Begin MATERIAL FOR THE TASK
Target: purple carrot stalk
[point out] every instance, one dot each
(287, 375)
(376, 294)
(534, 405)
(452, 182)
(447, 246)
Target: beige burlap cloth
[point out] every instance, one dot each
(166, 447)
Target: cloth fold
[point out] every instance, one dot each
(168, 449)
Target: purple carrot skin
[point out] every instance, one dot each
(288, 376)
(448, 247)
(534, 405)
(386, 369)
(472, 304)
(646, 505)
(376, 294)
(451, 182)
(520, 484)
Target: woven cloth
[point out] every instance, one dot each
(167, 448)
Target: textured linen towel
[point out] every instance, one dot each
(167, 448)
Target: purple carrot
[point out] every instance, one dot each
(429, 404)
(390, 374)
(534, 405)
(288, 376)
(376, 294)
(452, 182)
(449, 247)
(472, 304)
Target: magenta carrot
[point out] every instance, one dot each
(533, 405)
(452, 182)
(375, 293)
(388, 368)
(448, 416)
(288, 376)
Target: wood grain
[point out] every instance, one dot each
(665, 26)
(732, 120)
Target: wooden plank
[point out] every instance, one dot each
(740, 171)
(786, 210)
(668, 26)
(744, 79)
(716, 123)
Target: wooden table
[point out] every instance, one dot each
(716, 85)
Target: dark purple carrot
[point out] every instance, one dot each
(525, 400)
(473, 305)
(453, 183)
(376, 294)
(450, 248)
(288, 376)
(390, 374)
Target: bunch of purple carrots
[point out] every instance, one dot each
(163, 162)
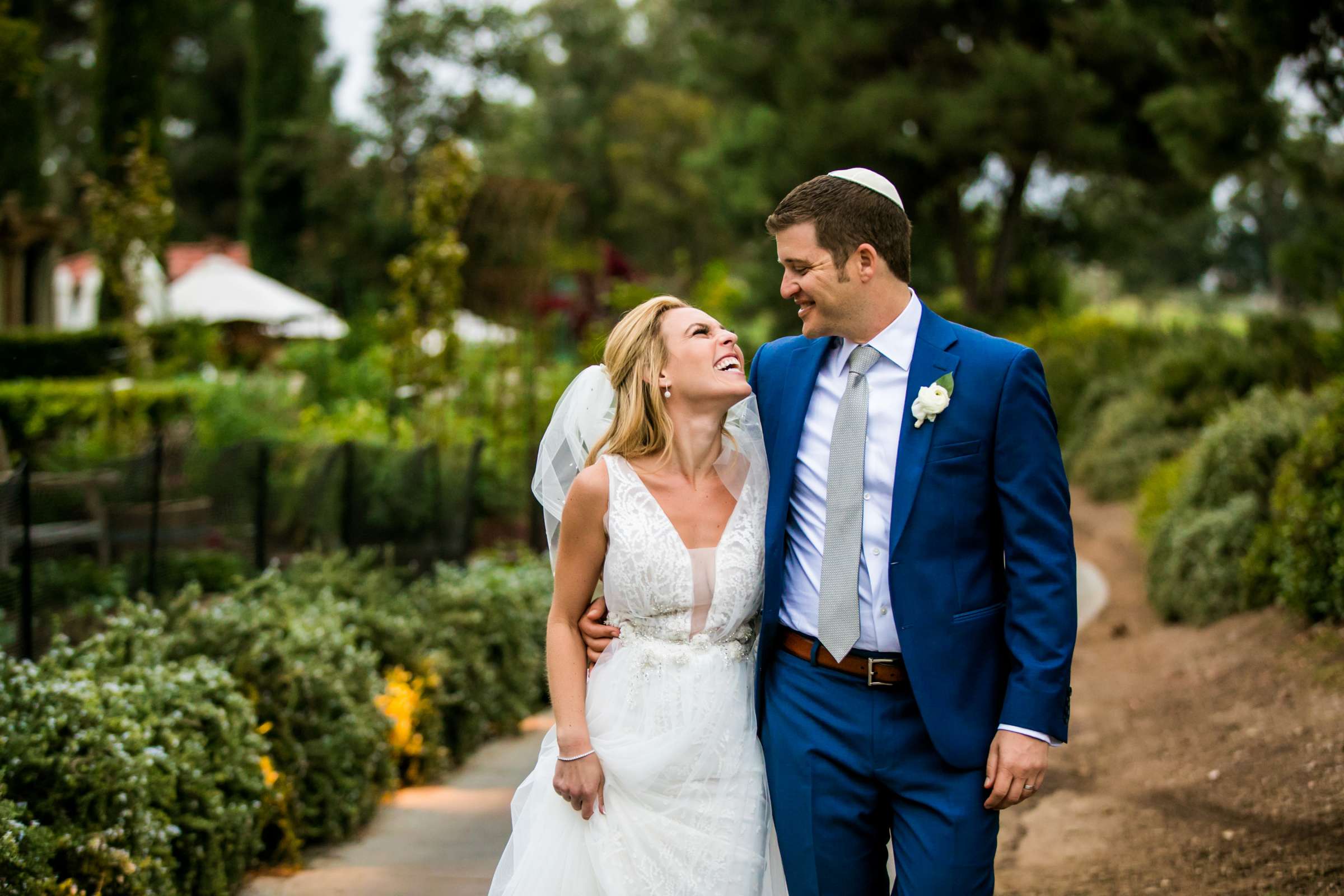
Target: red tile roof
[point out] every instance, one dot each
(180, 257)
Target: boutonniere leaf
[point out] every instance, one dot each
(932, 401)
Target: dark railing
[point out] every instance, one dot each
(179, 512)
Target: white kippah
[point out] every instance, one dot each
(872, 180)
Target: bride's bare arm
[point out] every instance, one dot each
(578, 563)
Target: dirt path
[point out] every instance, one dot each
(1202, 760)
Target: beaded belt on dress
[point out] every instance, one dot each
(736, 648)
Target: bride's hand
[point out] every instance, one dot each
(596, 633)
(581, 782)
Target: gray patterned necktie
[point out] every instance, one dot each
(838, 612)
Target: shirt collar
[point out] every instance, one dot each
(897, 343)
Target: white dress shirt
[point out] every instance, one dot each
(807, 523)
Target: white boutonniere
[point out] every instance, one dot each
(932, 401)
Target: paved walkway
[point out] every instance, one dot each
(445, 840)
(441, 841)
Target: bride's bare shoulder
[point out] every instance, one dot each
(588, 492)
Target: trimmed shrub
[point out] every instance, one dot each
(91, 413)
(1080, 351)
(1127, 423)
(38, 354)
(1198, 568)
(1128, 438)
(135, 763)
(144, 772)
(314, 691)
(1194, 570)
(1307, 539)
(1156, 493)
(468, 642)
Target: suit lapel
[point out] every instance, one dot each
(804, 366)
(929, 362)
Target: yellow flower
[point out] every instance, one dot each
(268, 772)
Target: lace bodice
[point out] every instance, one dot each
(651, 578)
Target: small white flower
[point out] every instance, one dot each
(933, 399)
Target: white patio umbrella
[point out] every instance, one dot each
(220, 291)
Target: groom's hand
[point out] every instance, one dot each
(596, 633)
(1016, 762)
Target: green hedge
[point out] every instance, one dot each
(1207, 515)
(1218, 503)
(187, 745)
(37, 354)
(104, 418)
(1304, 544)
(1123, 416)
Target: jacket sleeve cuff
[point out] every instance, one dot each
(1053, 742)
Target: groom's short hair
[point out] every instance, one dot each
(847, 216)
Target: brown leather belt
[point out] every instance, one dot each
(877, 672)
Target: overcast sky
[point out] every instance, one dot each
(351, 27)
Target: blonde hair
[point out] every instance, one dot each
(635, 356)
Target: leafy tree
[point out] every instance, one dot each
(283, 41)
(21, 151)
(429, 284)
(132, 63)
(129, 221)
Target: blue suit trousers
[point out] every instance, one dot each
(852, 765)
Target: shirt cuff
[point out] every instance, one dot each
(1038, 735)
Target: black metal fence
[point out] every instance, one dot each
(179, 514)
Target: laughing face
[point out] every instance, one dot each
(814, 282)
(704, 363)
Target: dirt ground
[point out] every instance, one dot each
(1201, 760)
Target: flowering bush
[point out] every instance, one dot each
(143, 772)
(1197, 570)
(135, 763)
(25, 853)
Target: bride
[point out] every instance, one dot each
(654, 480)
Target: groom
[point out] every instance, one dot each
(920, 575)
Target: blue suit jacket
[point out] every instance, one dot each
(983, 573)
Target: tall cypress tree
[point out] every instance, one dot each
(21, 150)
(132, 61)
(279, 81)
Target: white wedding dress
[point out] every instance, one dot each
(671, 718)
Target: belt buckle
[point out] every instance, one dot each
(879, 684)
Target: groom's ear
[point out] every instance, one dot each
(869, 262)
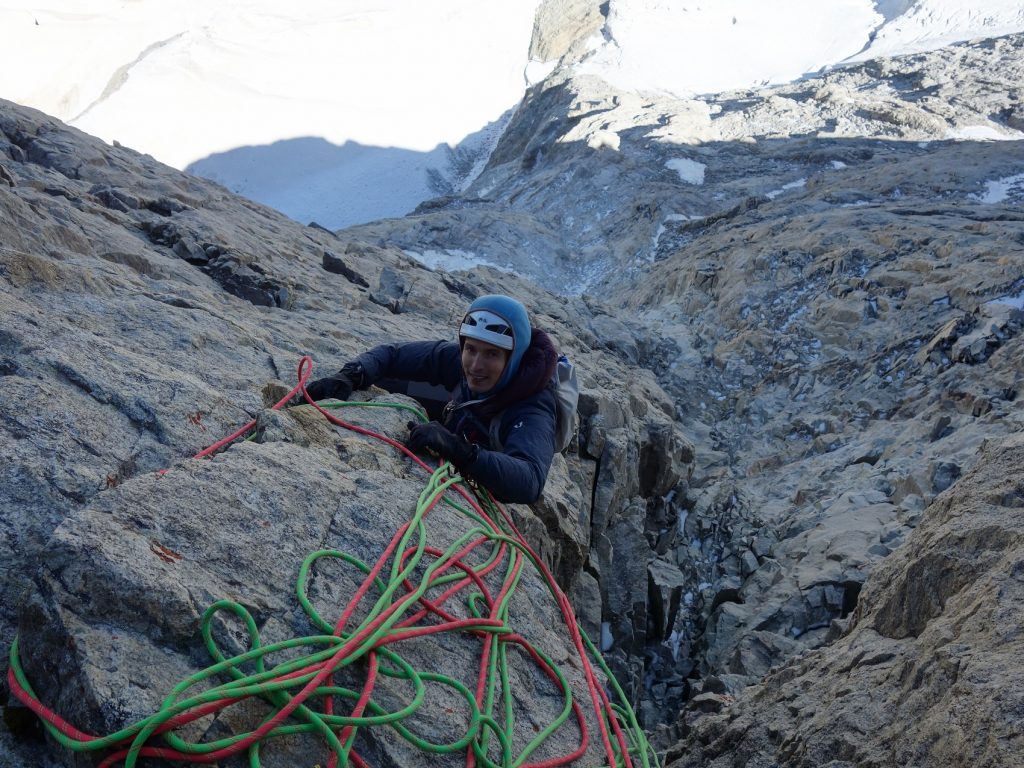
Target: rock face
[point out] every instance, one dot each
(928, 672)
(147, 313)
(826, 278)
(799, 331)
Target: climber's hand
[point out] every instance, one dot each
(433, 437)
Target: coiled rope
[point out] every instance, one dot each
(393, 596)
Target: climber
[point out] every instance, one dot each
(500, 368)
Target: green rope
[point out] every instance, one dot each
(396, 597)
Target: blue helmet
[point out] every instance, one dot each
(503, 322)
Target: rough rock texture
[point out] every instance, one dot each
(798, 315)
(826, 278)
(147, 313)
(562, 27)
(928, 673)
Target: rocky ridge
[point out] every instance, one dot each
(147, 313)
(807, 330)
(826, 276)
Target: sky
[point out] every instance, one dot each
(334, 111)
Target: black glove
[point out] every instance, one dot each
(435, 438)
(339, 386)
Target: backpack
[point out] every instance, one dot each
(566, 398)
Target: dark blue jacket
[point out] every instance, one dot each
(516, 472)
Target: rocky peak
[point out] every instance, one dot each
(797, 314)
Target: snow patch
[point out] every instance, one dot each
(1000, 189)
(453, 260)
(785, 187)
(983, 133)
(690, 171)
(1017, 302)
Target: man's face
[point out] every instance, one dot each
(482, 364)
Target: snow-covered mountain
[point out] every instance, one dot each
(345, 113)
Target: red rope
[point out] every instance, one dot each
(325, 670)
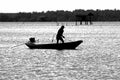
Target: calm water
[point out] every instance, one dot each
(97, 58)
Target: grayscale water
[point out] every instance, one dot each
(97, 58)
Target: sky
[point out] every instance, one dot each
(13, 6)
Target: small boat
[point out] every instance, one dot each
(59, 46)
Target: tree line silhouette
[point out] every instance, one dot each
(61, 15)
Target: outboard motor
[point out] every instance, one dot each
(32, 40)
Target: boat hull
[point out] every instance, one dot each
(68, 45)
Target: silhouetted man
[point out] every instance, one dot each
(59, 35)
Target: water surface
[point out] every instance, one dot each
(97, 58)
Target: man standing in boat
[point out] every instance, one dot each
(59, 35)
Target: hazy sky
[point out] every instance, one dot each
(45, 5)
End MATERIAL FOR THE TASK
*WRITTEN EXERCISE*. Exclude the images and reproduce the remaining data exactly.

*RESPONSE*.
Target: purple carrot stalk
[point out] every instance, one dot each
(287, 375)
(376, 294)
(534, 405)
(452, 182)
(447, 246)
Target: beige burlap cloth
[point out] every instance, one dot each
(166, 447)
Target: cloth fold
[point out] every instance, one dot each
(168, 449)
Target: purple carrot skin
[point out] every instance, one dot each
(288, 376)
(448, 247)
(534, 405)
(386, 369)
(472, 304)
(646, 505)
(376, 294)
(451, 182)
(520, 484)
Target: woven cloth
[point out] every instance, one dot each
(167, 448)
Target: textured linen towel
[point out] every instance, one dot each
(167, 448)
Target: purple carrot
[point out] every instance, one dot each
(429, 404)
(390, 374)
(534, 405)
(288, 376)
(376, 294)
(452, 182)
(449, 247)
(472, 304)
Target: magenta carrot
[point out] every instance, one dot each
(533, 405)
(452, 182)
(375, 293)
(388, 368)
(448, 416)
(288, 376)
Target: wood grain
[point out] every instance, one dot each
(665, 26)
(732, 120)
Target: wooden plank
[point out] every instance, one dot each
(740, 171)
(786, 210)
(668, 26)
(744, 79)
(716, 123)
Target: wooden table
[point out] every instance, one dot each
(716, 85)
Target: dark purple carrot
[point out] every instance, one dot each
(525, 400)
(473, 305)
(453, 183)
(376, 294)
(450, 248)
(288, 376)
(390, 374)
Target: bunch of purple carrots
[point out] every instance, one dot each
(163, 162)
Target: red tile roof
[point out] every instance, one dot each
(180, 257)
Target: boutonniere leaf
[point out] every instance, one dot each
(932, 401)
Target: dark railing
[point out] every instance, one dot each
(179, 512)
Target: white kippah
[point out] every instance, one dot each
(872, 180)
Target: bride's bare arm
[point out] every instance, one dot each
(578, 563)
Target: dirt path
[point out] every instance, one dot each
(1202, 760)
Target: beaded belt on dress
[point out] every instance, one dot each
(736, 648)
Target: bride's hand
[point out] every instance, one dot each
(596, 633)
(581, 782)
Target: gray patterned necktie
[point out] every instance, one dot each
(838, 612)
Target: shirt collar
[point out] every instance, one dot each
(897, 343)
Target: white dress shirt
[point out] every instance, one dot each
(807, 523)
Target: white boutonniere
[point out] every instance, one dot each
(932, 401)
Target: paved walkway
[point out] every instance, one dot each
(445, 840)
(441, 841)
Target: bride's bare shoulder
[point out] every instance, one dot each
(588, 492)
Target: trimmed shrub
[point out] every instance, one dot each
(91, 413)
(1080, 351)
(1127, 423)
(38, 354)
(1198, 568)
(1128, 438)
(135, 763)
(144, 772)
(314, 691)
(1194, 570)
(1307, 539)
(1156, 493)
(468, 642)
Target: suit lapel
[point out] every instance, one dot each
(804, 366)
(929, 362)
Target: yellow flower
[point out] every instance, one dot each
(268, 772)
Target: lace bodice
[point out] every instance, one dot each
(651, 578)
Target: small white flower
[point out] every instance, one dot each
(933, 399)
Target: white patio umbrella
[point out] every instance, one dot each
(220, 291)
Target: groom's hand
[point out] every instance, one dot each
(596, 633)
(1016, 762)
Target: green hedge
[point out] every instance, one dot each
(1207, 515)
(1218, 503)
(187, 745)
(37, 354)
(104, 418)
(1304, 544)
(1123, 416)
Target: jacket sleeve cuff
[point out] every instance, one dot each
(1053, 742)
Target: groom's short hair
[point out] every instance, one dot each
(847, 216)
Target: brown leather belt
[point out] every instance, one dot each
(877, 672)
Target: overcast sky
[point out] every instance, one dot each
(351, 27)
Target: blonde hair
[point out] every instance, one dot each
(635, 356)
Target: leafy tree
[point out] every instance, one dot each
(283, 41)
(21, 151)
(429, 284)
(132, 63)
(129, 221)
Target: blue suit trousers
[point out] every instance, one dot each
(852, 765)
Target: shirt cuff
[point out] every instance, one dot each
(1038, 735)
Target: black metal fence
[point out] every instance, one dot each
(179, 514)
Target: laughing face
[point out] every instance, one dot each
(814, 282)
(704, 363)
Target: dirt ground
[point out] every instance, one dot each
(1201, 760)
Target: flowering bush
[point out] every instance, one dot each
(143, 772)
(1197, 570)
(135, 763)
(25, 853)
Target: bride
[point out] every instance, one dot each
(654, 480)
Target: groom
[point out] every instance, one dot each
(920, 575)
Target: blue suit jacket
[point out] every instance, one dot each
(983, 573)
Target: tall cypress tree
[point out] every instance, one dot each
(21, 150)
(132, 61)
(279, 81)
Target: white wedding dress
[point out] every instance, one dot each
(671, 718)
Target: belt buckle
[point out] every instance, one dot each
(879, 684)
Target: groom's ear
[point out] every instance, one dot each
(869, 262)
Target: rock face
[point out] every instance, one dot each
(928, 672)
(147, 313)
(826, 278)
(799, 331)
Target: climber's hand
[point out] every instance, one dot each
(433, 437)
Target: coiled rope
[point out] every instance, one dot each
(393, 596)
Target: climber
[point out] every instance, one dot each
(500, 368)
Target: green rope
[point out] every instance, one dot each
(396, 597)
Target: blue helmet
[point out] every instance, one dot each
(503, 322)
Target: rough rock texture
[point out] every instance, one dot each
(798, 315)
(826, 278)
(147, 313)
(562, 27)
(928, 673)
Target: rocky ridge
[point out] every instance, one dot each
(147, 313)
(807, 330)
(826, 276)
Target: sky
[point out] every instance, one dot each
(334, 111)
Target: black glove
[point out] every instance, one dot each
(435, 438)
(339, 386)
Target: backpack
[point out] every instance, one dot each
(566, 398)
Target: dark blue jacket
[point out] every instance, one dot each
(516, 472)
Target: rocky peak
[point out] every instance, one dot each
(797, 314)
Target: snow patch
[point out] every instance, one dot each
(1000, 189)
(453, 260)
(785, 187)
(983, 133)
(690, 171)
(1017, 302)
Target: man's face
[point out] every instance, one dot each
(482, 364)
Target: snow-covered mountain
[point out] every instance, one dot each
(345, 113)
Target: red rope
[point out] every instance, one dot each
(325, 670)
Target: calm water
[point out] every instance, one dot each
(97, 58)
Target: grayscale water
[point out] every instance, one dot each
(97, 58)
Target: sky
[point out] every instance, one dot each
(13, 6)
Target: small boat
[point out] every instance, one dot each
(59, 46)
Target: tree line silhouette
[point out] every instance, one dot each
(61, 15)
Target: outboard motor
[point out] every instance, one dot each
(32, 40)
Target: boat hull
[point out] every instance, one dot each
(68, 45)
Target: silhouetted man
[point out] every instance, one dot each
(59, 35)
Target: water surface
[point out] every instance, one dot each
(97, 58)
Target: man standing in boat
[point out] every instance, one dot each
(59, 35)
Target: hazy sky
[point out] every instance, one dot each
(45, 5)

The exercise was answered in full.